Word for word, repeat the lines of the records from the first line up to and including the line that contains "positive clicks: (608, 289)", passing over any pictures.

> _Data to process_
################
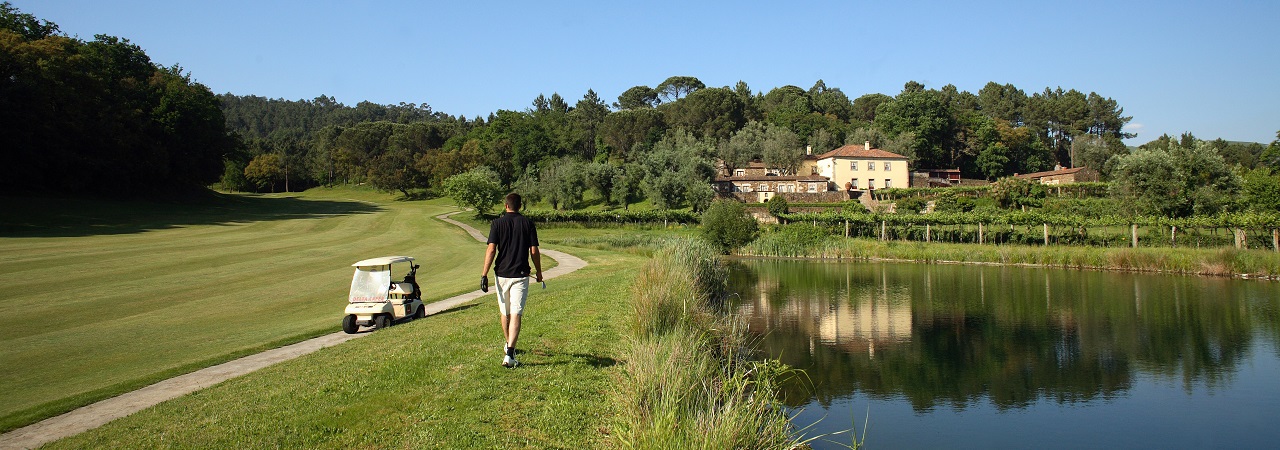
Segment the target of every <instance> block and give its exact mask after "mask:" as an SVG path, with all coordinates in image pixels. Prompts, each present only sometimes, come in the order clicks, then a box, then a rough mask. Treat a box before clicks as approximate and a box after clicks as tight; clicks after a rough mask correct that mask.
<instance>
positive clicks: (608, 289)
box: [49, 244, 644, 449]
mask: <svg viewBox="0 0 1280 450" xmlns="http://www.w3.org/2000/svg"><path fill="white" fill-rule="evenodd" d="M477 245H479V244H477ZM557 248H559V247H557ZM559 249H563V251H566V252H570V253H572V254H575V256H580V257H582V258H585V260H588V261H589V262H590V265H589V266H586V267H584V268H582V270H579V271H576V272H573V274H568V275H566V276H562V277H557V279H553V280H550V281H548V283H547V289H545V290H544V289H541V288H540V286H536V288H534V289H532V290H531V291H530V294H529V304H527V308H526V309H525V311H526V313H525V323H524V329H522V331H521V336H520V345H518V348H520V350H521V352H522V353H521V354H520V355H518V358H520V361H521V362H522V364H521V367H518V368H515V369H508V368H503V367H502V366H500V364H499V363H500V361H502V335H500V331H499V330H498V317H497V316H498V314H497V307H495V306H494V304H493V303H492V302H493V299H494V297H493V294H492V293H490V294H489V295H488V297H484V298H481V299H479V300H477V302H476V303H471V304H466V306H462V307H460V308H456V309H453V311H448V312H444V313H440V314H436V316H431V317H428V318H425V320H421V321H415V322H411V323H407V325H402V326H396V327H392V329H388V330H381V331H376V332H374V334H372V335H370V336H369V337H364V339H357V340H352V341H347V343H343V344H340V345H337V346H333V348H328V349H324V350H320V352H316V353H312V354H308V355H305V357H301V358H298V359H293V361H288V362H283V363H279V364H275V366H271V367H268V368H264V369H261V371H257V372H253V373H250V375H247V376H243V377H239V378H234V380H229V381H227V382H224V384H220V385H218V386H214V387H210V389H206V390H202V391H197V392H193V394H191V395H186V396H182V398H179V399H174V400H170V401H165V403H163V404H159V405H156V407H154V408H148V409H146V410H142V412H138V413H136V414H133V415H129V417H125V418H122V419H118V421H115V422H111V423H108V424H106V426H102V427H101V428H97V430H92V431H88V432H84V433H82V435H78V436H73V437H69V438H65V440H61V441H56V442H52V444H50V446H49V447H51V449H150V447H178V449H186V447H200V449H273V447H283V449H471V447H481V449H521V447H530V449H596V447H603V446H608V445H609V444H611V442H609V436H608V430H609V426H611V421H612V415H613V400H612V398H611V394H612V392H614V391H617V390H618V389H620V387H621V386H618V385H617V384H618V382H620V380H622V373H621V371H622V367H623V364H625V362H620V361H618V349H621V348H623V346H625V345H626V344H625V343H623V337H622V336H623V334H625V330H626V329H627V326H628V323H630V322H628V318H627V317H628V316H630V311H631V308H630V303H628V302H627V298H628V295H630V285H631V284H632V283H634V280H635V276H636V270H637V267H639V266H640V263H641V262H643V261H644V258H643V257H639V256H630V254H621V253H612V252H600V251H588V249H577V248H559ZM470 279H471V277H468V280H470Z"/></svg>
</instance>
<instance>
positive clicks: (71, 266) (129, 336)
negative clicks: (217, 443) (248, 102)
mask: <svg viewBox="0 0 1280 450" xmlns="http://www.w3.org/2000/svg"><path fill="white" fill-rule="evenodd" d="M0 208H4V211H5V213H4V216H3V217H0V348H3V349H0V392H4V394H3V395H0V430H3V431H8V430H13V428H17V427H19V426H23V424H27V423H32V422H36V421H38V419H42V418H46V417H51V415H55V414H59V413H63V412H67V410H70V409H74V408H76V407H81V405H84V404H88V403H92V401H96V400H101V399H105V398H109V396H113V395H116V394H120V392H124V391H129V390H133V389H138V387H142V386H145V385H147V384H151V382H155V381H159V380H163V378H168V377H172V376H177V375H180V373H186V372H191V371H195V369H198V368H202V367H207V366H211V364H214V363H218V362H224V361H229V359H233V358H236V357H239V355H244V354H251V353H256V352H261V350H264V349H269V348H274V346H280V345H284V344H288V343H294V341H300V340H302V339H306V337H311V336H316V335H321V334H325V332H334V331H338V330H339V321H340V317H342V308H343V306H344V304H346V298H347V289H348V286H349V283H351V267H349V265H351V263H352V262H355V261H358V260H364V258H367V257H374V256H387V254H410V256H415V257H417V258H419V261H420V263H421V265H422V268H421V270H420V274H419V280H420V281H421V283H422V284H424V290H425V293H426V295H425V297H426V299H428V300H438V299H442V298H445V297H449V295H453V294H458V293H462V291H468V290H471V289H474V285H475V275H476V272H477V271H479V266H480V263H481V258H483V256H484V253H483V249H481V248H483V247H481V245H480V244H479V243H476V242H475V240H472V239H471V238H470V237H468V235H466V234H465V233H463V231H462V230H460V229H457V228H456V226H453V225H448V224H444V222H440V221H438V220H435V219H433V217H434V216H435V215H439V213H444V212H448V211H453V210H454V208H453V207H452V205H451V203H449V202H447V201H429V202H401V201H394V199H393V198H392V197H390V196H387V194H381V193H376V192H374V190H371V189H361V188H334V189H312V190H308V192H306V193H288V194H262V196H259V194H220V196H210V198H207V199H205V201H200V202H196V203H164V202H129V201H91V199H65V198H63V199H59V198H12V197H4V198H0ZM361 359H362V358H361Z"/></svg>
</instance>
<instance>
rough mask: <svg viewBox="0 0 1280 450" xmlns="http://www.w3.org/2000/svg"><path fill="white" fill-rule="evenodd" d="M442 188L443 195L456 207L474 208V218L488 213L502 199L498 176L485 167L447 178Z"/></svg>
mask: <svg viewBox="0 0 1280 450" xmlns="http://www.w3.org/2000/svg"><path fill="white" fill-rule="evenodd" d="M443 188H444V194H445V196H448V197H449V198H453V201H454V202H456V203H458V206H463V207H471V208H475V210H476V216H483V215H484V213H485V212H489V208H492V207H493V206H494V205H498V202H499V201H500V199H502V185H500V184H498V174H497V173H494V171H493V170H492V169H489V167H485V166H480V167H475V169H471V170H468V171H465V173H461V174H457V175H453V176H449V178H447V179H445V180H444V185H443Z"/></svg>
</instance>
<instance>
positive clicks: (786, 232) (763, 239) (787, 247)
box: [744, 222, 831, 257]
mask: <svg viewBox="0 0 1280 450" xmlns="http://www.w3.org/2000/svg"><path fill="white" fill-rule="evenodd" d="M828 237H831V233H828V230H827V229H826V228H822V226H814V225H812V224H809V222H795V224H790V225H783V226H778V228H776V229H774V230H773V233H767V234H764V235H762V237H760V239H756V240H755V242H753V243H751V245H749V247H748V248H746V249H745V251H744V252H745V253H750V254H762V256H778V257H803V256H810V254H813V252H812V251H813V249H814V248H815V247H818V245H820V244H822V243H823V242H826V240H827V238H828Z"/></svg>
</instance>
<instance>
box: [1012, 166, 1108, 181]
mask: <svg viewBox="0 0 1280 450" xmlns="http://www.w3.org/2000/svg"><path fill="white" fill-rule="evenodd" d="M1014 176H1018V178H1021V179H1028V180H1032V182H1039V183H1041V184H1071V183H1084V182H1097V180H1098V173H1097V171H1096V170H1093V169H1089V167H1083V166H1082V167H1070V169H1062V166H1061V165H1060V166H1056V167H1053V170H1048V171H1037V173H1034V174H1023V175H1014Z"/></svg>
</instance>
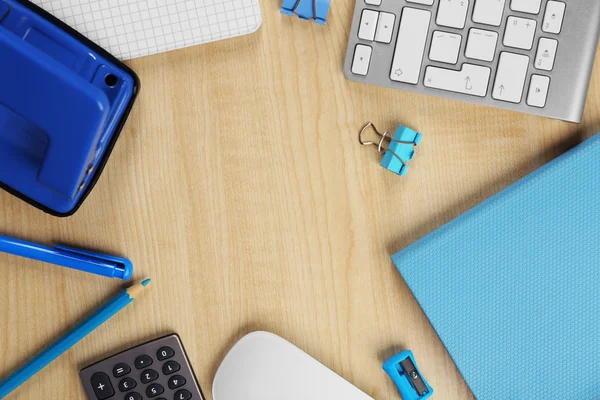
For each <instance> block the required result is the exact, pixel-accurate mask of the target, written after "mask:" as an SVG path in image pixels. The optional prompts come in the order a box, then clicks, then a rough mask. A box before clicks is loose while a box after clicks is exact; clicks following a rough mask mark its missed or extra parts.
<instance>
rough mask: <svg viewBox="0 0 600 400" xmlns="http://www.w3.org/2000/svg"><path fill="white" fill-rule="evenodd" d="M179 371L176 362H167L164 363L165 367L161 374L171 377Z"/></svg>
mask: <svg viewBox="0 0 600 400" xmlns="http://www.w3.org/2000/svg"><path fill="white" fill-rule="evenodd" d="M180 369H181V366H180V365H179V363H178V362H177V361H168V362H166V363H165V365H163V374H165V375H171V374H174V373H175V372H177V371H179V370H180Z"/></svg>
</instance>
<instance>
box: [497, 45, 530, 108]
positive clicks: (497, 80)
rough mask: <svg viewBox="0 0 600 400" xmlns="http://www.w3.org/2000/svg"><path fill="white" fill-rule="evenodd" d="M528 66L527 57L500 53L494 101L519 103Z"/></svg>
mask: <svg viewBox="0 0 600 400" xmlns="http://www.w3.org/2000/svg"><path fill="white" fill-rule="evenodd" d="M528 66H529V57H527V56H523V55H520V54H514V53H508V52H503V53H501V54H500V62H499V63H498V71H497V72H496V81H495V82H494V90H493V92H492V97H493V98H494V99H496V100H502V101H508V102H511V103H520V102H521V98H522V97H523V87H524V86H525V78H526V76H527V67H528Z"/></svg>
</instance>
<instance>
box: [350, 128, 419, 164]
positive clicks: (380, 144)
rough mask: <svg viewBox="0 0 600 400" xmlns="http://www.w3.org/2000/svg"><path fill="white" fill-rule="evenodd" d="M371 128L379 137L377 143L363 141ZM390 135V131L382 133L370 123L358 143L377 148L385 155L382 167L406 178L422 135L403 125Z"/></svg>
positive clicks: (362, 128) (361, 136) (365, 129)
mask: <svg viewBox="0 0 600 400" xmlns="http://www.w3.org/2000/svg"><path fill="white" fill-rule="evenodd" d="M369 128H371V129H372V130H373V131H374V132H375V133H376V134H377V135H378V136H379V140H378V141H377V142H365V141H364V140H363V135H364V134H365V132H366V131H367V130H368V129H369ZM390 135H391V132H390V131H386V132H384V133H380V132H379V131H378V130H377V128H376V127H375V125H373V124H372V123H371V122H369V123H368V124H366V125H365V126H364V127H363V128H362V129H361V131H360V133H359V134H358V141H359V142H360V144H362V145H363V146H371V145H373V146H376V147H377V151H379V153H382V154H383V159H382V160H381V163H380V165H381V166H382V167H383V168H385V169H388V170H390V171H392V172H394V173H396V174H398V175H400V176H404V175H406V172H407V171H408V165H407V163H408V161H410V160H411V159H412V158H413V156H414V155H415V150H414V147H415V146H417V145H418V144H419V143H420V142H421V137H422V135H421V134H420V133H418V132H415V131H413V130H412V129H410V128H407V127H405V126H402V125H400V126H398V128H397V129H396V132H395V133H394V135H393V136H392V137H390ZM385 146H387V147H385Z"/></svg>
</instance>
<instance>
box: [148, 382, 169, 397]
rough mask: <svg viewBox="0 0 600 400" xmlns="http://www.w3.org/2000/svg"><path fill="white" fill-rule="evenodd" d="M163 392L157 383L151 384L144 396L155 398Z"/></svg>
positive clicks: (164, 391)
mask: <svg viewBox="0 0 600 400" xmlns="http://www.w3.org/2000/svg"><path fill="white" fill-rule="evenodd" d="M164 392H165V388H164V387H162V385H160V384H158V383H153V384H152V385H150V386H148V387H147V388H146V396H148V397H150V398H152V397H156V396H160V395H161V394H163V393H164Z"/></svg>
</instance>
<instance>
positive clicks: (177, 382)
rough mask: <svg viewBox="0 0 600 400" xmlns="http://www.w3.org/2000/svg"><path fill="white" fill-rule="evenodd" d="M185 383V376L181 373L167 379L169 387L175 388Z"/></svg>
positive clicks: (174, 375) (181, 385)
mask: <svg viewBox="0 0 600 400" xmlns="http://www.w3.org/2000/svg"><path fill="white" fill-rule="evenodd" d="M183 385H185V378H184V377H183V376H181V375H174V376H172V377H171V379H169V389H177V388H178V387H181V386H183Z"/></svg>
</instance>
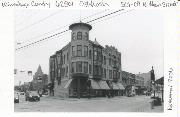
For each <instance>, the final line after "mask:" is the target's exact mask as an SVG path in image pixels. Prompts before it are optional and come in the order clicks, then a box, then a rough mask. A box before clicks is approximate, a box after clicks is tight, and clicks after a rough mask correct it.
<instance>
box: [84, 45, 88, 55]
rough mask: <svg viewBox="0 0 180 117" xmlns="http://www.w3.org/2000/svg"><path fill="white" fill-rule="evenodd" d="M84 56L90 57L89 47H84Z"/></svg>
mask: <svg viewBox="0 0 180 117" xmlns="http://www.w3.org/2000/svg"><path fill="white" fill-rule="evenodd" d="M84 56H85V57H87V56H88V46H84Z"/></svg>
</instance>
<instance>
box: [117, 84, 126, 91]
mask: <svg viewBox="0 0 180 117" xmlns="http://www.w3.org/2000/svg"><path fill="white" fill-rule="evenodd" d="M117 85H118V86H119V89H121V90H125V88H124V86H123V85H122V84H121V83H117Z"/></svg>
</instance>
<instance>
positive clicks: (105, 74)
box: [104, 68, 106, 78]
mask: <svg viewBox="0 0 180 117" xmlns="http://www.w3.org/2000/svg"><path fill="white" fill-rule="evenodd" d="M104 78H106V68H104Z"/></svg>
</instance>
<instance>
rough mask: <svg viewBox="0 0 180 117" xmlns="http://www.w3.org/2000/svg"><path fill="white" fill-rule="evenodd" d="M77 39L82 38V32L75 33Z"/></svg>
mask: <svg viewBox="0 0 180 117" xmlns="http://www.w3.org/2000/svg"><path fill="white" fill-rule="evenodd" d="M77 40H82V32H78V33H77Z"/></svg>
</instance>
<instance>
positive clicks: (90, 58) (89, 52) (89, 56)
mask: <svg viewBox="0 0 180 117" xmlns="http://www.w3.org/2000/svg"><path fill="white" fill-rule="evenodd" d="M91 55H92V53H91V50H89V59H91V58H92V56H91Z"/></svg>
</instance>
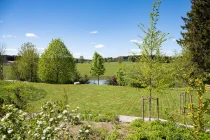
################
> _Exercise response_
Segment the target of every <instance> block and give its exact mask after "mask:" as an SVG path, with all coordinates in image pixels. Prompts, each present only sometimes, come in the order clicks, then a box, then a rough mask. Treat a box before clicks as approximate and a box after clicks as tight; clicks after a rough mask correct that mask.
<instance>
positive clicks: (608, 289)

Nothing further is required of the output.